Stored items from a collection
•••••
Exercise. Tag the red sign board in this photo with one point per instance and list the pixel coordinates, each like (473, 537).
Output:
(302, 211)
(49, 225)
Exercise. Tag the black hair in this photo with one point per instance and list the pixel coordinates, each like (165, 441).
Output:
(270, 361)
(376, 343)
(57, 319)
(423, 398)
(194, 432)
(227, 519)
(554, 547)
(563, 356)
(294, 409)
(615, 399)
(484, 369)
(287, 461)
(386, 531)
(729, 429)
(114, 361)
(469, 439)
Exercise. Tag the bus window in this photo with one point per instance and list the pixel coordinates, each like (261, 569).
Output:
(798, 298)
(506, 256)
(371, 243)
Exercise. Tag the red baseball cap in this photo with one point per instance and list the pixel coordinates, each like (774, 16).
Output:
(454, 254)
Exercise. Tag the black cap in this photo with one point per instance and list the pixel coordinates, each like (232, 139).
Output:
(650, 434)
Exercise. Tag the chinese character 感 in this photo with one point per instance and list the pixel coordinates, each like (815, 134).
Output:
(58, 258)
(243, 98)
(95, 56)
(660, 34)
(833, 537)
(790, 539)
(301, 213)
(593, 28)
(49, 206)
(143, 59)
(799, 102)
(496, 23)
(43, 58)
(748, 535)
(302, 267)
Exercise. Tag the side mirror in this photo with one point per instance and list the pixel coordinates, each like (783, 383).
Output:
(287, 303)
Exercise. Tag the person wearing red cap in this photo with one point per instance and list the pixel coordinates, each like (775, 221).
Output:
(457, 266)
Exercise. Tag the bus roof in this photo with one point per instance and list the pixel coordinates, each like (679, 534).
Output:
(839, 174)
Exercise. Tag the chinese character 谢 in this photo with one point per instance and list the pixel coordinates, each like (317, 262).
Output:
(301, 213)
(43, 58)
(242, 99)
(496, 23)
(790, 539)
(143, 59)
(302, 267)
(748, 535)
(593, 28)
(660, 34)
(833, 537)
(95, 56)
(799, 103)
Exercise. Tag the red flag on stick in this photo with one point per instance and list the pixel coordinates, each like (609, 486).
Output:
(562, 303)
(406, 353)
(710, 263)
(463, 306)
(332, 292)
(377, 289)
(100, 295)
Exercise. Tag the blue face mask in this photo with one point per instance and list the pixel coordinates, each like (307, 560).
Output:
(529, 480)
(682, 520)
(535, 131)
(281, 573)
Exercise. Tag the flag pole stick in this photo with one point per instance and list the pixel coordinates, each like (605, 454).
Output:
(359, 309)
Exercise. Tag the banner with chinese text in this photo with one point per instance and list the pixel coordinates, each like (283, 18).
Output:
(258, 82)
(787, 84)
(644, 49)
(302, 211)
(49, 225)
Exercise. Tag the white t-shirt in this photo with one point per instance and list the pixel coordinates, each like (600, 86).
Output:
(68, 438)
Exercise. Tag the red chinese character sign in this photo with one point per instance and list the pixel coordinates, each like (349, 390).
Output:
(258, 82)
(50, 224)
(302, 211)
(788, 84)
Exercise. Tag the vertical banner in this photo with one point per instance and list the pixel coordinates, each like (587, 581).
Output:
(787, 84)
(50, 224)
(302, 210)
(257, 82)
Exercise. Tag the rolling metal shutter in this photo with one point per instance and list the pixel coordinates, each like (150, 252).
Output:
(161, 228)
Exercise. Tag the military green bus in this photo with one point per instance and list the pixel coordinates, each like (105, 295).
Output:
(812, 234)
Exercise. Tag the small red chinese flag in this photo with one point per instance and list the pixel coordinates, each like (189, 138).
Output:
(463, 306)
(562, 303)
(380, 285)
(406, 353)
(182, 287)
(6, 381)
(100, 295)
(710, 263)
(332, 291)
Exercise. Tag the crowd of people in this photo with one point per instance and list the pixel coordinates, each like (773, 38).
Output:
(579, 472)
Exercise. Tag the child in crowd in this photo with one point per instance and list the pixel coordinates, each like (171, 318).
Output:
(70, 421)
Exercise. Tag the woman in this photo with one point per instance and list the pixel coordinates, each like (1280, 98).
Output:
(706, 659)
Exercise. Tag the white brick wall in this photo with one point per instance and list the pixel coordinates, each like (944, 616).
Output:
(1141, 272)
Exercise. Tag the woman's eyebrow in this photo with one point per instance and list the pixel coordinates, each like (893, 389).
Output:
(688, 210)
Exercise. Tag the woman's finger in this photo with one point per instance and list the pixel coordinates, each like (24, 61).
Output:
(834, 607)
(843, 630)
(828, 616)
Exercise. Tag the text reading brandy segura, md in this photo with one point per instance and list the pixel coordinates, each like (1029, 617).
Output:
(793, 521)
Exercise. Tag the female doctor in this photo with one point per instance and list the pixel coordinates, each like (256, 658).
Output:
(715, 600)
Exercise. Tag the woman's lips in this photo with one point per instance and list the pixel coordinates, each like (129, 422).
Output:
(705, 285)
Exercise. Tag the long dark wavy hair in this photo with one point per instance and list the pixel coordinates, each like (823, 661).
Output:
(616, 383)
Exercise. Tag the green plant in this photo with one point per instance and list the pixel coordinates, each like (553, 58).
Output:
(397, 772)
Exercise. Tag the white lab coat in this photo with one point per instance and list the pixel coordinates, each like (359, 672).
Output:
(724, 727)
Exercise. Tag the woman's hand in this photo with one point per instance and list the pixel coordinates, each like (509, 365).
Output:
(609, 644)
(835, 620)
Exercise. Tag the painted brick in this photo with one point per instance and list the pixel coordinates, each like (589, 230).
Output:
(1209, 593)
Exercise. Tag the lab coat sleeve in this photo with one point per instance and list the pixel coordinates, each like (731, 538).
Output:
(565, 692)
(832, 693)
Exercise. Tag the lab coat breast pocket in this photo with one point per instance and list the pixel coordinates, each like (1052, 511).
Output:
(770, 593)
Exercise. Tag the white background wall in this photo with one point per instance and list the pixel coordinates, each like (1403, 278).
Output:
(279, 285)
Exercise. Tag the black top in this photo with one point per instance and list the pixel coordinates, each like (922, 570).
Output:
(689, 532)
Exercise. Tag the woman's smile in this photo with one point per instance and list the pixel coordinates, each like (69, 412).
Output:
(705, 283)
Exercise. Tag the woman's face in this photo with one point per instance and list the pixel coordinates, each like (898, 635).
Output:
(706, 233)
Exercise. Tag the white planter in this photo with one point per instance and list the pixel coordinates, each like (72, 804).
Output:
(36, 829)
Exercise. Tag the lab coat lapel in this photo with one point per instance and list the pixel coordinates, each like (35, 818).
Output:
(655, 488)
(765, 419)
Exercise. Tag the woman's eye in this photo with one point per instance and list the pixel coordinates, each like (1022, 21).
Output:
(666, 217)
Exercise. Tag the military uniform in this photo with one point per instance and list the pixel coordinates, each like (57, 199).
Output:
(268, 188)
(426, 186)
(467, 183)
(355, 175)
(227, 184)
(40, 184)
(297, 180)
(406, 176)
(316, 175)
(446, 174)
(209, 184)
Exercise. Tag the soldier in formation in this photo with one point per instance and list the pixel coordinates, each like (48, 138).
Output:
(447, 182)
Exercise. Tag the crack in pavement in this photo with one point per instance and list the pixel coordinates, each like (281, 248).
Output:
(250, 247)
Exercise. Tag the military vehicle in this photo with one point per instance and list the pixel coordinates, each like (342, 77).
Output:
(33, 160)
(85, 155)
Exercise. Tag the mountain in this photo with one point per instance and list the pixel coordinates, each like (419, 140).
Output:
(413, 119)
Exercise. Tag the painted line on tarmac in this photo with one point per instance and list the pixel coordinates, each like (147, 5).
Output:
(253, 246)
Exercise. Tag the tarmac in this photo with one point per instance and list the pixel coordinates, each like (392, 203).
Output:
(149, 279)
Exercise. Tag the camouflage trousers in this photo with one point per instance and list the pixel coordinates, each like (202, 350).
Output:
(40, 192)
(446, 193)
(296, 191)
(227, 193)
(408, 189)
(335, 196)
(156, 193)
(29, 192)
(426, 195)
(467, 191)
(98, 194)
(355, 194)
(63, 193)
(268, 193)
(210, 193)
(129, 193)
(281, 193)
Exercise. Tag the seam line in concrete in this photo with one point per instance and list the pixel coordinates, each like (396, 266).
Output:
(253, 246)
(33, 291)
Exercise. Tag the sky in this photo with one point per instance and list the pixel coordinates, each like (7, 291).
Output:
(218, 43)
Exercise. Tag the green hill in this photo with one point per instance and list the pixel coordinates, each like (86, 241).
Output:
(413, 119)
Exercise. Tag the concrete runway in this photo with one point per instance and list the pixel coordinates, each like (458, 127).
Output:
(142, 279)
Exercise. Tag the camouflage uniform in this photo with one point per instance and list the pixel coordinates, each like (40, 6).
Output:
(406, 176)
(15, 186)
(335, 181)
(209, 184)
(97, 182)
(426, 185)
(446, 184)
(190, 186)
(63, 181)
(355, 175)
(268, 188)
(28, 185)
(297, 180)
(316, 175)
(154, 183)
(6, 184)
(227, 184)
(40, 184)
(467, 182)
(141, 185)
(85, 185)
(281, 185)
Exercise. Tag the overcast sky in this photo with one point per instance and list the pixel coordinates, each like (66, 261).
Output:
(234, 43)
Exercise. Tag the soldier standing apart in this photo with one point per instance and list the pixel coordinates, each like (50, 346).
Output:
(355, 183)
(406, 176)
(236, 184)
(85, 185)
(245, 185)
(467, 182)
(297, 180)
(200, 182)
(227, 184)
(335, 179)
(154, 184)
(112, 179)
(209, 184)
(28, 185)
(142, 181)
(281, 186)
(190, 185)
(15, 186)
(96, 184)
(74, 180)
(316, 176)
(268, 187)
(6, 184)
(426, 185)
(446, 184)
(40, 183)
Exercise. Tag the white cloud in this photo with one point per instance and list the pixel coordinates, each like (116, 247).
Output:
•••••
### DESCRIPTION OF THE TASK
Show every line above where "painted" is found.

### RESULT
Exercise. Tag the painted brick in this photo with one point per instance and list the pixel coordinates, each like (589, 230).
Exercise. Tag the painted line on tarmac in this photo with one point per instance and list the pixel coordinates, each like (147, 5).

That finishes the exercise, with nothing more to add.